## DIRECTION 1
Echo the stretch of the free trade agreement article from "In USMCA, most" through "of transactions online.", word for word.

## TEXT TO READ
╭──
The text of the new “United States-Mexico-Canada Agreement” was released last Sunday night, a few hours after I had spoken at an event in Birmingham, England about the virtues of “The Ideal U.S.-U.K. Free Trade Agreement.” To borrow from the late Sen. Lloyd Bentsen: I know the ideal free trade agreement; USCMA, you’re no ideal free trade agreement.


The ideal free trade agreement is one which accomplishes maximum market barrier reduction, enables maximum market integration, forecloses governments’ access to discriminatory protectionism, and obligates the parties to refrain from backsliding.


As explained in the paper:

The ideal free trade agreement provides for the elimination of tariffs as quickly as possible on as many goods as possible and to the lowest levels possible. It should limit the use of so-called trade remedy or trade defense measures. It should open all government procurement markets to goods and services providers from the other party. It should open all sectors of the economy to investment from businesses and individuals in the other party. It should open all services markets without exception to competition from providers of the other party. It should ensure that the rules that determine whether products and services are originating (meaning that they come from one or more of the agreement’s parties) are not so restrictive that they limit the scope for supply chain innovations…


…[T]he ideal FTA must also include rules governing e‑commerce. Digital trade — data flows that are essential components in the provision of goods and services in the 21st century — must remain untaxed and protected from misuse and abuse. Rules that prohibit governments from imposing localization requirements or any particular data architectures that reduce the efficacy of digital services should be included, and obligations should be imposed on entities to ensure data privacy, consistent with the requirement that data flow as smoothly as possible.


When border barriers come down, the potentially protectionist aspects of regulation and regulatory regimes become more evident. Certainly, when businesses have to comply with two sets of regulations to sell in two different markets, it limits their capacity to realize economies of scale and reduces their capacity to pass on cost savings in the form of lower prices or reinvestment.


If those regulations are comparable when it comes to achieving the same social outcomes — consumer safety, product reliability, worker safety, environmental friendliness — there may be scope to require businesses to comply with only one set. A regulatory cooperation mechanism to promote mutual recognition would be a useful innovation, as a means to reducing business costs (provided no deep cultural aversion or science-based reason exists for considering one regulation better than the other and worth the greater cost).


Finally, the rules of the ideal FTA must be enforceable. What’s the point of a trade agreement if its terms are just suggestions? To make sure governments keep their promises, trade agreements should have a binding and enforceable dispute settlement mechanism, to ensure that the agreement is followed.

Here’s how the USMCA stacks up to the ideal free trade agreement, which:

  • Would provide for the elimination of tariffs as quickly as possible on as many goods as possible and to the lowest levels possible.

In USMCA, most goods trade will continue to be tariff-free (the NAFTA status quo) under the new agreement, and barriers to certain agricultural products will be reduced as well. Moreover, the value thresholds for importing goods without having to pay any duties have been raised in Mexico and Canada, which will benefit small businesses, disproportionately, as they tend to conduct a larger share of transactions online.
╰──
## DATA SHOWN
╭──
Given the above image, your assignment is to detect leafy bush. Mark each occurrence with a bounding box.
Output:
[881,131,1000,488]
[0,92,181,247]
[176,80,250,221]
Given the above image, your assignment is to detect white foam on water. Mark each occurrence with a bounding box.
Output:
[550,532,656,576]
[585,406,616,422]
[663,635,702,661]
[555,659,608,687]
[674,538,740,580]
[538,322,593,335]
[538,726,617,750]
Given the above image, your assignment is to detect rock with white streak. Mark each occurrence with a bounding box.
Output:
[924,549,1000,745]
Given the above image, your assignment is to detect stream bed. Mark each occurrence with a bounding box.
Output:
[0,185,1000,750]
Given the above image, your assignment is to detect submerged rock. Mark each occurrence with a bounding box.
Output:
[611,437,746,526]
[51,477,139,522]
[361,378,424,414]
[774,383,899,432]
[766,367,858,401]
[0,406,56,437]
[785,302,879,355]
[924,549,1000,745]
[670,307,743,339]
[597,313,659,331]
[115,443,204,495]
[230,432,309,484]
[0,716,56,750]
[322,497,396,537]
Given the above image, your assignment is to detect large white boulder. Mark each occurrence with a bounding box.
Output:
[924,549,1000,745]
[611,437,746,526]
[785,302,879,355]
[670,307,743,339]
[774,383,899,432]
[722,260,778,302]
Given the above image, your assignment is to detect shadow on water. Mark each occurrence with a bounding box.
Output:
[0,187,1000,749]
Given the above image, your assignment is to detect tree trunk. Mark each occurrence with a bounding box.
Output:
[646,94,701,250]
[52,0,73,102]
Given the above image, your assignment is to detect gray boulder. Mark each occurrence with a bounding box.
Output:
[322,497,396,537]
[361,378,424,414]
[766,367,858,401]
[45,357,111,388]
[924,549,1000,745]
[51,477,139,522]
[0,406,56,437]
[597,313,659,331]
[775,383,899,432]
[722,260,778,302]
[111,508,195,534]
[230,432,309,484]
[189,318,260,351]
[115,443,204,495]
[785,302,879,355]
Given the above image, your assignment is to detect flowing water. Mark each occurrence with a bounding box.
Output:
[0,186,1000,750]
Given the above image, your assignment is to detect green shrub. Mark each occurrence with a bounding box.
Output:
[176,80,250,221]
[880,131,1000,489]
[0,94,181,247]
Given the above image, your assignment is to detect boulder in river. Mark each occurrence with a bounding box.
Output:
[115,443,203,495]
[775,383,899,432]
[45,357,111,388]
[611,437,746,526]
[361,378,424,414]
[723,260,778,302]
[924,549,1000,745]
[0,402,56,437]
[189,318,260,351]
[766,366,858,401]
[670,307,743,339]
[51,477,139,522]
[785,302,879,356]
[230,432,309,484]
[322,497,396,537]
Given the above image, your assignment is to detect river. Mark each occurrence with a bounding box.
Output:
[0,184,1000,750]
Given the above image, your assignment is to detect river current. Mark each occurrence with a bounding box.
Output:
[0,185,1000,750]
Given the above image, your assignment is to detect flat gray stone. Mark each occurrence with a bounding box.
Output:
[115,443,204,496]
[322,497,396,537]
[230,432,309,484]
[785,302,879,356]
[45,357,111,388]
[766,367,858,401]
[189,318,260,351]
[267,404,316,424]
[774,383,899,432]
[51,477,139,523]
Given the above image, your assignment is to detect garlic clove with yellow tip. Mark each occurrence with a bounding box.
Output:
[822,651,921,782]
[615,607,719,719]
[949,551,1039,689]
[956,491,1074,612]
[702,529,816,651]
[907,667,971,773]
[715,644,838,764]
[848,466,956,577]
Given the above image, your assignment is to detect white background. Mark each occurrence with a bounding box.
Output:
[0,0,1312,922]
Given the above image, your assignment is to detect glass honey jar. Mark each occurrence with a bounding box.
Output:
╰──
## DIRECTION 2
Rewrite the listing from its start through the line containing "[0,187,1000,749]", keeping every line and adding 101 to each bounding box coordinate.

## WRITTEN REPLY 1
In USMCA, most goods trade will continue to be tariff-free (the NAFTA status quo) under the new agreement, and barriers to certain agricultural products will be reduced as well. Moreover, the value thresholds for importing goods without having to pay any duties have been raised in Mexico and Canada, which will benefit small businesses, disproportionately, as they tend to conduct a larger share of transactions online.

## WRITTEN REPLY 2
Given the above image, your assignment is to detect leafy bush. Mark each occurrence with a bounding box.
Output:
[982,232,1101,589]
[101,193,282,348]
[277,181,351,322]
Given the above image, your assignment is to detect white foam on water. Mark each occurrence with a bounding box.
Output:
[651,633,757,677]
[686,507,717,523]
[764,736,803,762]
[656,760,709,788]
[775,639,841,681]
[639,423,694,436]
[639,827,718,851]
Given the above image, your assignment is to detect rock with white streak. Mark each occurrence with a bounding box.
Output:
[1025,650,1101,846]
Given the above image, your assignment is to detect stream bed. Mark each occurrence with a bounding box.
Output:
[101,286,1101,851]
Given the above image, your assignment is to detect submerged rock. Mark each occurrence with a bounding box.
Output:
[712,538,847,627]
[152,578,240,623]
[462,479,525,515]
[875,484,1000,533]
[867,468,959,502]
[101,507,157,538]
[886,403,980,456]
[1025,650,1101,846]
[771,408,844,440]
[698,414,760,432]
[216,544,305,596]
[331,533,410,585]
[101,817,157,851]
[423,598,497,638]
Given the above image, your assignment is to detect large white boulder. Mark each occurrence with a bounding box.
Output:
[1025,650,1101,846]
[712,538,847,627]
[886,403,980,456]
[771,408,844,440]
[875,484,1000,533]
[823,361,879,403]
Given the above image, your assignment is to detect shadow on water. Mark each occurrence with a bounding box.
Output:
[101,288,1101,850]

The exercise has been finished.